* **Task**
Copy the items verbatim, beginning at the line that contains "Could you provide the mask of every instance of the sunlit" and continuing through the last of them. Which lines belong in that span?

────────────────────────────────────────

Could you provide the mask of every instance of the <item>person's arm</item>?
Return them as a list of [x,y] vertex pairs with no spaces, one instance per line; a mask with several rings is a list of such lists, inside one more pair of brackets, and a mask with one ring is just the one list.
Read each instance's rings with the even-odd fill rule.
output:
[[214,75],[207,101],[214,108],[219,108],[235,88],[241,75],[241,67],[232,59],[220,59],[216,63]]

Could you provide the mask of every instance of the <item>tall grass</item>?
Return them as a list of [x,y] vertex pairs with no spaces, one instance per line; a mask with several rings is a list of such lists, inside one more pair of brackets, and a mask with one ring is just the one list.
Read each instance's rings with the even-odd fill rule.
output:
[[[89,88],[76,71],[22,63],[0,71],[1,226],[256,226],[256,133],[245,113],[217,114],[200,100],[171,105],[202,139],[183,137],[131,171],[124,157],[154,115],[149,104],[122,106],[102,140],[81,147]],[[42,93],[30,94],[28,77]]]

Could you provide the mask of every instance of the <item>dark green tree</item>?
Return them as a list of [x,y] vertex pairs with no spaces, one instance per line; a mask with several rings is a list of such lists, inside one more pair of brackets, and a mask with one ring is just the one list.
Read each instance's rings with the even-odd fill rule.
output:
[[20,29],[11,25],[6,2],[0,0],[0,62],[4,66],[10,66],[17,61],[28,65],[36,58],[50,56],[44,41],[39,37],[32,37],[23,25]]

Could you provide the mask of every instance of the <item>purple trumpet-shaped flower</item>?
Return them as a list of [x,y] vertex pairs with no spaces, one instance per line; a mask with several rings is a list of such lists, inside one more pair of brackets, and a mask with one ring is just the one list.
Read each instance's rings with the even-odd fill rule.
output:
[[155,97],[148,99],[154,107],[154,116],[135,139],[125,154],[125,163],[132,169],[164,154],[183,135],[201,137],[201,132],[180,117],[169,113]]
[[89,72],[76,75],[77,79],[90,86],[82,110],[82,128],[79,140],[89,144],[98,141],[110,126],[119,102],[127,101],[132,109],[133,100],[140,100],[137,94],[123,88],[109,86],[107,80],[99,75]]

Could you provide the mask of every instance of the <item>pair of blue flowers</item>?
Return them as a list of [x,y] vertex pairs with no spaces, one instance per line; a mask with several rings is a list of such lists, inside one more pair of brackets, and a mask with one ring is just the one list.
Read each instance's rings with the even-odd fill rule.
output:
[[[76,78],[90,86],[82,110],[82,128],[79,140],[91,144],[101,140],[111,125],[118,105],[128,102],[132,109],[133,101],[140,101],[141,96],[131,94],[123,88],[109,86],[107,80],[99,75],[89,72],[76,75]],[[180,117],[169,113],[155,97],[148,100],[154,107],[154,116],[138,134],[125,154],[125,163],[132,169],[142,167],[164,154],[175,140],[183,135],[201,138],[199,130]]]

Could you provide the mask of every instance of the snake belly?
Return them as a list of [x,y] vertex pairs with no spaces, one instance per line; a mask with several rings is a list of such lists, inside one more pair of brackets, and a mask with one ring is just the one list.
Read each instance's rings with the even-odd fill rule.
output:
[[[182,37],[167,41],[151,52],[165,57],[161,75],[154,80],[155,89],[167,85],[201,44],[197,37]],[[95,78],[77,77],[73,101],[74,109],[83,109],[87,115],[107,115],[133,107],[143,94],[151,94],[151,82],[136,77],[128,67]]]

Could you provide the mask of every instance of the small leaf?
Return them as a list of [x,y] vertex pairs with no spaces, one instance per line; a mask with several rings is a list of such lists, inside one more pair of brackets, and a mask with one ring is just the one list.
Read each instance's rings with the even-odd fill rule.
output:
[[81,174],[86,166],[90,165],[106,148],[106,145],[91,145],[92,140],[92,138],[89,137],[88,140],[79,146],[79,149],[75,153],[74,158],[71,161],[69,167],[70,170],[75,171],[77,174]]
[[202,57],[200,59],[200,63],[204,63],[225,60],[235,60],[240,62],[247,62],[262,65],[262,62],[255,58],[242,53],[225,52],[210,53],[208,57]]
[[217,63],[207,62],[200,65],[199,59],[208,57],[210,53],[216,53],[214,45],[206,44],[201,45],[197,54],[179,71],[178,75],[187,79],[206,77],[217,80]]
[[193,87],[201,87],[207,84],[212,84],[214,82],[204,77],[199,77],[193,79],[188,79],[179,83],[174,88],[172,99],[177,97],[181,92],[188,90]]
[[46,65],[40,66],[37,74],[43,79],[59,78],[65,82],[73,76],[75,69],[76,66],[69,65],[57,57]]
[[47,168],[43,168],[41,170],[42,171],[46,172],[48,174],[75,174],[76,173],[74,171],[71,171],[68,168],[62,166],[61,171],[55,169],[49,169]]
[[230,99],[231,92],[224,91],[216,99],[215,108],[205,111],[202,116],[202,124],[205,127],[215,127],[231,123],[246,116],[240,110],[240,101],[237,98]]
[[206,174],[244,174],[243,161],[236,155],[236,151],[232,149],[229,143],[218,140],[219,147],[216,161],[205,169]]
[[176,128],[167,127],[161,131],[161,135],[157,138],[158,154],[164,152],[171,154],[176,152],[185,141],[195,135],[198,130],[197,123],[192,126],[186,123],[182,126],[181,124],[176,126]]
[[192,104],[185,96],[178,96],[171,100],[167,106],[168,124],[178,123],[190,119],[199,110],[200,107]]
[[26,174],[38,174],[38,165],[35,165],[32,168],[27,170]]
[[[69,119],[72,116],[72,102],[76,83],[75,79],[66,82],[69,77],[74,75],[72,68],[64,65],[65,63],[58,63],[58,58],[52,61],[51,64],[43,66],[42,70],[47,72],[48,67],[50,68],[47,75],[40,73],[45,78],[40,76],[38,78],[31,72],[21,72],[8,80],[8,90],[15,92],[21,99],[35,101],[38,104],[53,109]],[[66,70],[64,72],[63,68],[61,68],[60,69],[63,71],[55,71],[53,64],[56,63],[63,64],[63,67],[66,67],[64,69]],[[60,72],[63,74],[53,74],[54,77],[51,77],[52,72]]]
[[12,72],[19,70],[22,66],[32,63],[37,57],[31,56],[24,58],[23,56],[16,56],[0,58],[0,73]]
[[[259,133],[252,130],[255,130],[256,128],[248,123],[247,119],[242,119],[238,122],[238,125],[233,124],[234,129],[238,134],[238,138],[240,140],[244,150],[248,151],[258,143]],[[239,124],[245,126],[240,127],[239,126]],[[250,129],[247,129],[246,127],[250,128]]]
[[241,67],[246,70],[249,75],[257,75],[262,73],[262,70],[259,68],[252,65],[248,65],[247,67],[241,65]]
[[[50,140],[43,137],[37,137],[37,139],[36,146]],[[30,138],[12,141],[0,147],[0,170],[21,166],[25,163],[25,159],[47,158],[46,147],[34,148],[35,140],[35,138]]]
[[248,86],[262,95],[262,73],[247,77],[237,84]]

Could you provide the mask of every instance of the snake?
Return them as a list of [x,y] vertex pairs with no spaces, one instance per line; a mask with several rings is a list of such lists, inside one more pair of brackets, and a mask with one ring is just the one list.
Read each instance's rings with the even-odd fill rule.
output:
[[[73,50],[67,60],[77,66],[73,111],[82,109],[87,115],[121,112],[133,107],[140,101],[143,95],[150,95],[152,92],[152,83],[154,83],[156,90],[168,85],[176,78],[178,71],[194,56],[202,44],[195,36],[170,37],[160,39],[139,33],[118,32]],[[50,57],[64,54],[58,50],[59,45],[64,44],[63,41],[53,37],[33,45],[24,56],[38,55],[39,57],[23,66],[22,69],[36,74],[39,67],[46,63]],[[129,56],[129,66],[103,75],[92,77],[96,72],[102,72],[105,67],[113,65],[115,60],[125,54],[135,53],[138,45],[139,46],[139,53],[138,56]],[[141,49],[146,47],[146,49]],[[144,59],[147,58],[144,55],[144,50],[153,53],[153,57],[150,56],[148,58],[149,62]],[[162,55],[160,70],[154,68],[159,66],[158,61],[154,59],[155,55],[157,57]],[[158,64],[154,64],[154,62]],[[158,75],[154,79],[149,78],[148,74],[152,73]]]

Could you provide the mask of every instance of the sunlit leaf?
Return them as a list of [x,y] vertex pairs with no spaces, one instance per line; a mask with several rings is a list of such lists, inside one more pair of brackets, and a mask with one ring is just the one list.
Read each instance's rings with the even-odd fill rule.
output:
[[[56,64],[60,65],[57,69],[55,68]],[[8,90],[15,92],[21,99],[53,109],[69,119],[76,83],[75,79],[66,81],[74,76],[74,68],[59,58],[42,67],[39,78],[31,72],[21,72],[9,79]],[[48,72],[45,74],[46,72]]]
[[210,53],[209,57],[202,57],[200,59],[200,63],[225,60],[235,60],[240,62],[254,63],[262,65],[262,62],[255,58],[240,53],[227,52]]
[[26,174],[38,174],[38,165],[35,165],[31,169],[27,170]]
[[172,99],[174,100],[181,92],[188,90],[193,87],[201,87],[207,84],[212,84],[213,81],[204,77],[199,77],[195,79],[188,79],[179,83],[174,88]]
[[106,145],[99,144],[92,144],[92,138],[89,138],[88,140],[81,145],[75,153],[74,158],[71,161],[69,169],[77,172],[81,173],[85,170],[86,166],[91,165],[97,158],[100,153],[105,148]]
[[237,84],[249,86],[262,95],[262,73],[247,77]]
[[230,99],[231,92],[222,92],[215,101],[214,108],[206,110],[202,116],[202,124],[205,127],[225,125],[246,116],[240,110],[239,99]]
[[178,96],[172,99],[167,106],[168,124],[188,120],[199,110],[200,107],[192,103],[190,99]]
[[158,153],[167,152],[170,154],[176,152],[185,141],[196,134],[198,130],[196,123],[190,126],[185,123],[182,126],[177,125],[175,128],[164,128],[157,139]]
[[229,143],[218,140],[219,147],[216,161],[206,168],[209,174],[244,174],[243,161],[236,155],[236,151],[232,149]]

────────────────────────────────────────

* **Answer to the task**
Could you provide the mask of every instance of the sunlit leaf?
Return them as a list of [x,y] vertex pairs with no spaces, one instance per line; a mask with several rings is a list of such lists, inside one more pair of brackets, and a mask with one ring is just the one list.
Read each instance's rings with the even-odd fill rule.
output:
[[[56,64],[60,65],[57,69],[55,68]],[[8,90],[15,92],[21,99],[53,109],[69,119],[76,83],[75,79],[66,81],[74,76],[74,68],[59,58],[42,67],[39,78],[31,72],[21,72],[9,79]],[[48,72],[45,74],[46,72]]]
[[210,53],[209,57],[202,57],[200,59],[200,63],[225,60],[235,60],[240,62],[254,63],[262,65],[262,62],[255,58],[240,53],[227,52]]
[[26,174],[38,174],[38,165],[35,165],[31,169],[27,170]]
[[172,99],[174,100],[181,92],[188,90],[193,87],[201,87],[207,84],[212,84],[213,81],[204,77],[199,77],[195,79],[188,79],[179,83],[174,88]]
[[106,145],[99,144],[92,144],[92,138],[89,138],[88,140],[81,145],[75,153],[74,158],[71,161],[69,169],[77,172],[81,173],[85,170],[86,166],[91,165],[97,158],[100,153],[105,148]]
[[237,84],[249,86],[262,95],[262,73],[247,77]]
[[230,99],[231,92],[222,92],[215,101],[214,108],[206,110],[202,116],[202,124],[205,127],[225,125],[246,116],[240,110],[239,99]]
[[178,96],[172,99],[167,106],[168,124],[188,120],[199,110],[200,107],[192,103],[190,99]]
[[158,153],[167,152],[170,154],[176,152],[185,141],[196,134],[198,130],[196,123],[190,126],[185,123],[182,126],[177,125],[175,128],[164,128],[157,139]]
[[229,143],[218,140],[219,147],[216,161],[206,168],[209,174],[244,174],[243,161],[236,155],[236,151],[232,149]]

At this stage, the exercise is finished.